* _Excerpts from point annotation records_
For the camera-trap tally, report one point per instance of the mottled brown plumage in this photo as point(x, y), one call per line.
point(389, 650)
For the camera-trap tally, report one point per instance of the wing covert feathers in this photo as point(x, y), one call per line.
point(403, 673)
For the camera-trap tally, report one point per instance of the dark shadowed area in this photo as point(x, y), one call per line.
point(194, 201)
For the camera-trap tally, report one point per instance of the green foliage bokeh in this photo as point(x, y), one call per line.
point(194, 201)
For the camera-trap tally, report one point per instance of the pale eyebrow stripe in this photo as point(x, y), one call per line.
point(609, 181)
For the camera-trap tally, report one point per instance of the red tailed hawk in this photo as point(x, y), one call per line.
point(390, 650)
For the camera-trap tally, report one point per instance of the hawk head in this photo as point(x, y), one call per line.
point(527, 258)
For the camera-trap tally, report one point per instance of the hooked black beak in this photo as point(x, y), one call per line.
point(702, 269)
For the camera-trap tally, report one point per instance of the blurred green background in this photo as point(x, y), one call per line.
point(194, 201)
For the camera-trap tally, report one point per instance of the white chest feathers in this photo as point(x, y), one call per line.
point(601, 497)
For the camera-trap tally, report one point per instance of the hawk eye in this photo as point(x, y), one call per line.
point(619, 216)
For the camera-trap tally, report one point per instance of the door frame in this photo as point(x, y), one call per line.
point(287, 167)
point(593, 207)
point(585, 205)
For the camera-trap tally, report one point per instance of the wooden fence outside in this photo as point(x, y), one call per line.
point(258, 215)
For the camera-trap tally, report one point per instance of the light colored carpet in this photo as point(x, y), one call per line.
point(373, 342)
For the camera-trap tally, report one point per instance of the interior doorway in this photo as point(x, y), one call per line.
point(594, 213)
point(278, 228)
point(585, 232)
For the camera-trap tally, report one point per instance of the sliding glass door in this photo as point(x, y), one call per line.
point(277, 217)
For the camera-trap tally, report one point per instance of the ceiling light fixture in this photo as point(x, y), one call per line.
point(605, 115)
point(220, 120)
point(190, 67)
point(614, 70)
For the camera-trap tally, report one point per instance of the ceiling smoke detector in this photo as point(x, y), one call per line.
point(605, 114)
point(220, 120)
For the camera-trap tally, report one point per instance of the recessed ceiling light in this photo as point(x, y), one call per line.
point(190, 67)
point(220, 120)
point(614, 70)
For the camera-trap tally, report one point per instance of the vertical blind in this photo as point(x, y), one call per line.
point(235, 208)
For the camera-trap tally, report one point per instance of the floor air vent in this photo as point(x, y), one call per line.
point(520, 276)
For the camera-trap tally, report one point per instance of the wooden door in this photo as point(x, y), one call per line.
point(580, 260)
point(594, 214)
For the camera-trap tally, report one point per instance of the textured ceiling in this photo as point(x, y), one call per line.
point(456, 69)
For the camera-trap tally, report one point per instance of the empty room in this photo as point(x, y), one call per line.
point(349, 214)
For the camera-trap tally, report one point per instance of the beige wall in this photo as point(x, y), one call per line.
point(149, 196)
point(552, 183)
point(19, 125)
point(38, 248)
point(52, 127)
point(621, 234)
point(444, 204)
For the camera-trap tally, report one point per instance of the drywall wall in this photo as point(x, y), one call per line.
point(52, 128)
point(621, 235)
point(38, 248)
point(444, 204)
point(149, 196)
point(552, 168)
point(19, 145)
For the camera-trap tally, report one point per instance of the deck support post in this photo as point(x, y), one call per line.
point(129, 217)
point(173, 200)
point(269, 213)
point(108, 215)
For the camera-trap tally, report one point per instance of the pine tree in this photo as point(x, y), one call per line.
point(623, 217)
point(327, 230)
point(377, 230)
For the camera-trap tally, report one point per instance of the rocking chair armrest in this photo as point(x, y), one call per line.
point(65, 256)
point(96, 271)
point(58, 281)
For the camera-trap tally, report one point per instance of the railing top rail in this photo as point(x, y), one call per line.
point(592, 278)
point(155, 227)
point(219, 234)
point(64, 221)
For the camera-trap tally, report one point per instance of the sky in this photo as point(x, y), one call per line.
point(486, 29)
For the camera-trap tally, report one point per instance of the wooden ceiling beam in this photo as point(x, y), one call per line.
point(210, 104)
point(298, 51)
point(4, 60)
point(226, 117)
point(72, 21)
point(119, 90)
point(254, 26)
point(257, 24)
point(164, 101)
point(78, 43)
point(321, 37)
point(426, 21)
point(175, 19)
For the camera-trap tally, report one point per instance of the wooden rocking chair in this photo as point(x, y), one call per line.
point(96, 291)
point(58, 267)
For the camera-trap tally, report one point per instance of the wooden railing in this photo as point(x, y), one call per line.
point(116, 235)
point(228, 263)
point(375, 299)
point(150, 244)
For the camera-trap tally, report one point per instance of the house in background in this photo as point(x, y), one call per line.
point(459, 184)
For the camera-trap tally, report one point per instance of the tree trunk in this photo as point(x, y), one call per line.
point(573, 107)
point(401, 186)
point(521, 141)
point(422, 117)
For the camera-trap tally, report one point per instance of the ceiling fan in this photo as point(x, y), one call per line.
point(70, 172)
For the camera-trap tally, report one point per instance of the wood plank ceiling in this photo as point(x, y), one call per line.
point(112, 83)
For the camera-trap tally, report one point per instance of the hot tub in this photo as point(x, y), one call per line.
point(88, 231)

* _What needs to be done_
Change every "camera-trap tally" in the lines above to "wildlife survey count" and keep everything else the same.

* _Finished answer_
For the wildlife survey count, report one point per instance of the mottled brown plumage in this photo as point(x, y), one call per line.
point(389, 650)
For the wildlife survey count, report one point per instance of the wing covert feathers in this photo as point(x, y), one call per line.
point(403, 673)
For the wildlife survey count, report one point per instance of the dark shadowed area in this photo as point(x, y), one call per line.
point(194, 201)
For the wildlife survey count, report one point per instance of the green foliage bokeh in this photo as point(x, y), one call per line.
point(194, 201)
For the wildlife survey count, report one point per instance of the pale eyebrow stripe in this photo as point(x, y), one call per line.
point(609, 181)
For the wildlife survey count, report one point per instance of the red tailed hawk in this photo as point(x, y), one call per line.
point(390, 650)
For the wildlife survey count, report one point per instance of the hawk head in this photo as point(x, y), one call per line.
point(527, 258)
For the wildlife survey count, report one point per instance of the hooked black beak in this photo as point(x, y), one call per line.
point(702, 269)
For the wildlife survey count, report one point per instance of the blurred green background in this photo as point(x, y), one call per line.
point(194, 201)
For the wildlife survey count, report one point per instance of the white chest feathers in this photo as point(x, y), one call per line.
point(601, 497)
For the wildlife survey count, report one point per instance of the hawk eye in this photo as point(x, y), one call per line.
point(619, 216)
For the wildlife survey count, report one point per instance of the door frame in this photo as point(x, y), one call per line.
point(287, 167)
point(593, 207)
point(585, 205)
For the wildlife survey count, report one point per instance of the wooden fence outside in this photo as point(x, y), one call per line.
point(258, 215)
For the wildlife survey count, report one point per instance of the light colored carpet in this photo as point(x, y), one call per line.
point(373, 342)
For the wildlife survey count, report one point per instance of the interior doorway in this photo as point(x, y), one call per line.
point(594, 213)
point(278, 228)
point(585, 232)
For the wildlife survey count, report one point per instance of the sliding glass door in this photo as point(x, y), one call per line.
point(277, 217)
For the wildlife survey count, report one point per instance of the ceiling light fixture in this photo as point(x, y), one call per line.
point(605, 115)
point(220, 120)
point(190, 67)
point(614, 70)
For the wildlife survey count, report one point per instance of the ceiling smoke detector in this photo as point(x, y), one call per line.
point(605, 114)
point(220, 120)
For the wildlife survey count, report one point per instance of the recessed ceiling light in this photo as point(x, y), one call per line.
point(190, 67)
point(220, 120)
point(614, 70)
For the wildlife survey count, report one point per instance of the vertical blind in this photo as point(x, y), one call per line.
point(235, 208)
For the wildlife survey count, report one point per instance of the floor air vent in this photo as point(x, y), one call per line.
point(520, 276)
For the wildlife survey count, report one point per instance of the wooden door in this photo as point(x, y), one call per line.
point(580, 260)
point(594, 214)
For the wildlife survey count, report one point per instance of the textured ceiling in this photo as point(x, y), one call per line.
point(456, 69)
For the wildlife survey count, report one point per instance of the empty room in this photo as point(x, y), one call per line.
point(349, 214)
For the wildlife survey count, report one point per instance of the beige wall in this photo as point(x, y), one call per line.
point(149, 196)
point(552, 183)
point(19, 125)
point(38, 248)
point(52, 127)
point(621, 234)
point(444, 204)
For the wildlife survey count, report one point per instance of the drywall wall in this photo as point(x, y), one call per line.
point(52, 128)
point(621, 235)
point(38, 248)
point(444, 204)
point(149, 196)
point(552, 168)
point(19, 145)
For the wildlife survey count, report one point per instance of the deck support post in this photo as point(x, y), one call per line.
point(129, 217)
point(173, 200)
point(269, 213)
point(108, 215)
For the wildlife survey count, report one point per instance of the pine tree in this photo as point(x, y), one call per line.
point(623, 217)
point(327, 230)
point(377, 230)
For the wildlife survey count, report one point per instance of the rocking chair armrest in this photo as point(x, y), one call per line.
point(65, 256)
point(96, 271)
point(58, 281)
For the wildlife survey count, report one point per instance of the railing top rail in this photo as point(x, y), one call per line.
point(592, 278)
point(155, 227)
point(219, 234)
point(64, 221)
For the wildlife survey count, report one point per instance of the sky in this photo as point(x, y), one call per line.
point(486, 29)
For the wildlife survey count, report one point per instance of the wooden ceiling beam in this photo as point(x, y), one call per line.
point(210, 104)
point(298, 51)
point(4, 60)
point(226, 117)
point(72, 21)
point(119, 90)
point(254, 26)
point(257, 24)
point(164, 101)
point(78, 43)
point(321, 37)
point(426, 21)
point(175, 19)
For the wildlife survey count, report one point per instance of the wooden rocking chair in this photo as point(x, y), one call per line.
point(96, 291)
point(58, 267)
For the wildlife survey count, report one point per instance of the wooden railing in this photo as point(x, y), one call per line.
point(116, 235)
point(228, 263)
point(375, 299)
point(150, 244)
For the wildlife survey count, report one point per instance of the house in background in this photo as point(x, y), one call per line.
point(459, 184)
For the wildlife survey count, report one point per instance of the tree trunk in this photo as point(x, y), one call per line.
point(573, 107)
point(401, 186)
point(521, 141)
point(422, 117)
For the wildlife survey count, report one point per instance of the ceiling fan in this photo as point(x, y), one call per line.
point(70, 172)
For the wildlife survey count, report one point per instance of the wood plank ceiling in this photo as point(x, y), one call per line.
point(112, 83)
For the wildlife survey count, report one point per instance of the hot tub in this photo as point(x, y), one call per line.
point(88, 231)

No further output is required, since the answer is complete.